What is needed
Copy out every line of the records in the stretch from the line containing "of the metal" through the line containing "[(47, 146)]", both ends included, and give nothing else. Keep the requests unchanged, but multiply each point coordinate in the answers by 1.3 and round it to a whole number, with halves rounded up.

Stored rows
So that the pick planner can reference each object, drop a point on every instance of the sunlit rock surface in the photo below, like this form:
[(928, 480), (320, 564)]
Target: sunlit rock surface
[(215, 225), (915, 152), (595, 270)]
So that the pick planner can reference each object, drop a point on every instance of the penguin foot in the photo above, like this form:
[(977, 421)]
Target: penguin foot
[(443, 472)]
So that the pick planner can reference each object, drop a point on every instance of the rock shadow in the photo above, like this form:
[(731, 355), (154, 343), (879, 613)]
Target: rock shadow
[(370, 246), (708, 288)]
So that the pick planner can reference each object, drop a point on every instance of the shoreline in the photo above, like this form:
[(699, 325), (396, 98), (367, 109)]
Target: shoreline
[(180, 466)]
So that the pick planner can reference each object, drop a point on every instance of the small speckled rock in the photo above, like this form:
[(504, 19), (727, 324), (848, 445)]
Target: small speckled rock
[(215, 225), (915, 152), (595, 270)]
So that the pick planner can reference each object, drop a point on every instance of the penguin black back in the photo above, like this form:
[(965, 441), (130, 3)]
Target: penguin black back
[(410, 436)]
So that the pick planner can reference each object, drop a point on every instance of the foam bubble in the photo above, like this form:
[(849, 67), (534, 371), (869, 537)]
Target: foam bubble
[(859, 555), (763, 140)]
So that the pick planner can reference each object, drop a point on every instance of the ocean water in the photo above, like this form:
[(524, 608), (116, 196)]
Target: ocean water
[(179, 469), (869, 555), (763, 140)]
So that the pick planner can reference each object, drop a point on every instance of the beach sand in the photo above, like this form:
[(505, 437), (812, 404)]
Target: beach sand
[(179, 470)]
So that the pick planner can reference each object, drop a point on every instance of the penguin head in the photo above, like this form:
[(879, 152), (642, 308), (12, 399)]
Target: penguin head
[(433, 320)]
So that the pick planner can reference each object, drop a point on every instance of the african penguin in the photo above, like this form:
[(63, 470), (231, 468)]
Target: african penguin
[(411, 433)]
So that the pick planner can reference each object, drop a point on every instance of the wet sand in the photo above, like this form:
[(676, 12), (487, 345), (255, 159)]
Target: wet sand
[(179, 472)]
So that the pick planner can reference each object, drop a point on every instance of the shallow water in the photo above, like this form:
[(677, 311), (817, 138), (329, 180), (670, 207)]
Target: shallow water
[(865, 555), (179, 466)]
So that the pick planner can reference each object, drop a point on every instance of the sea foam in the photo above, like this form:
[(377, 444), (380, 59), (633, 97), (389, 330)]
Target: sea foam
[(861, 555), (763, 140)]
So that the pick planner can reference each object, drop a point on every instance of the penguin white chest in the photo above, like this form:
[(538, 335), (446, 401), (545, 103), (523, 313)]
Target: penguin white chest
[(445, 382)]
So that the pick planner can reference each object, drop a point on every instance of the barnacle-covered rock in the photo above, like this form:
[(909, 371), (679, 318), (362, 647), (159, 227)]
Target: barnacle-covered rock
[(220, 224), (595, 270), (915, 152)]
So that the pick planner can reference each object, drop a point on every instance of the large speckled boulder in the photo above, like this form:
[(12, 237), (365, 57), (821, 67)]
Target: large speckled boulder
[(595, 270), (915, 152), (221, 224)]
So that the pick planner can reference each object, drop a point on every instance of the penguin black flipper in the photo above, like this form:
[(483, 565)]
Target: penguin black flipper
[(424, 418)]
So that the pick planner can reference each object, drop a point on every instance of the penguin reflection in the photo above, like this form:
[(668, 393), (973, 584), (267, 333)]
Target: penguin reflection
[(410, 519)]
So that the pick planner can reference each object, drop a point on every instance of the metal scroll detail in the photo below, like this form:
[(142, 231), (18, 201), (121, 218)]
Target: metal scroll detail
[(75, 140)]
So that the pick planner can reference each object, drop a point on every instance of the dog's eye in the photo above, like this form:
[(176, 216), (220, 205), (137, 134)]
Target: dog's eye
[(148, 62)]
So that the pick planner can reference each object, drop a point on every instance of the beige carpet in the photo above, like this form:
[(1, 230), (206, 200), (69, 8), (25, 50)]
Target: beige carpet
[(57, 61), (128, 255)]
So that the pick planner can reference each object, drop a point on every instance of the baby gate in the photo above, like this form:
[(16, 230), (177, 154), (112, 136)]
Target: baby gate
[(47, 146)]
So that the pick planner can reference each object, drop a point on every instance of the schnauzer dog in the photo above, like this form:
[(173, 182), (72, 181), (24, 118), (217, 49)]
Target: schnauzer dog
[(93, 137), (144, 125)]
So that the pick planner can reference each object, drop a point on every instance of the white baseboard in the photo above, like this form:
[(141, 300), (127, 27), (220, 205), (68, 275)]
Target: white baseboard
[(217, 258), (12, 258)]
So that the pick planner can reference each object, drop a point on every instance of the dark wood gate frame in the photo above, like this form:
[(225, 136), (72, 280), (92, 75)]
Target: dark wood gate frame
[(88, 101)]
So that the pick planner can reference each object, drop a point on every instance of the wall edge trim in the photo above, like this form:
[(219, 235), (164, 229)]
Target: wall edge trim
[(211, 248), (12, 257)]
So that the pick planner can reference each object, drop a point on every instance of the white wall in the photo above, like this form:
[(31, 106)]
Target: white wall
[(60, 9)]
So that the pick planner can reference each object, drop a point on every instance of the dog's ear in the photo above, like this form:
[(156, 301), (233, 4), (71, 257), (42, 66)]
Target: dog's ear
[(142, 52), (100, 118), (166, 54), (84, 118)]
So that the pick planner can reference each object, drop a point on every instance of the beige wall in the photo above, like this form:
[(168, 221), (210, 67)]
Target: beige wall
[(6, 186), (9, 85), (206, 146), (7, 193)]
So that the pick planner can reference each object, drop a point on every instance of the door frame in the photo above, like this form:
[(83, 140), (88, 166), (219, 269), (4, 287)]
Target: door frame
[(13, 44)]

Output of the task
So that the pick planner can reference each object, drop a point on every instance of the metal scroll detail in the photo below, like this form:
[(142, 231), (18, 201), (121, 218)]
Target: metal scroll detail
[(98, 182)]
So that the pick planner can reference each object, drop a point on every instance of the dog's eye in the photo above, like this form:
[(176, 216), (220, 205), (137, 134)]
Target: dog's eye
[(192, 81)]
So that the pick planner can reference each object, drop a point on every instance of the beige carpet in the photo above, like this form:
[(1, 230), (206, 200), (69, 8), (25, 50)]
Target: beige carpet
[(74, 79), (166, 332)]
So that the pick planner can reference each object, drop a point on every instance of the baby gate in the photo above, like this form:
[(16, 230), (177, 154), (112, 136)]
Target: baby gate
[(61, 190)]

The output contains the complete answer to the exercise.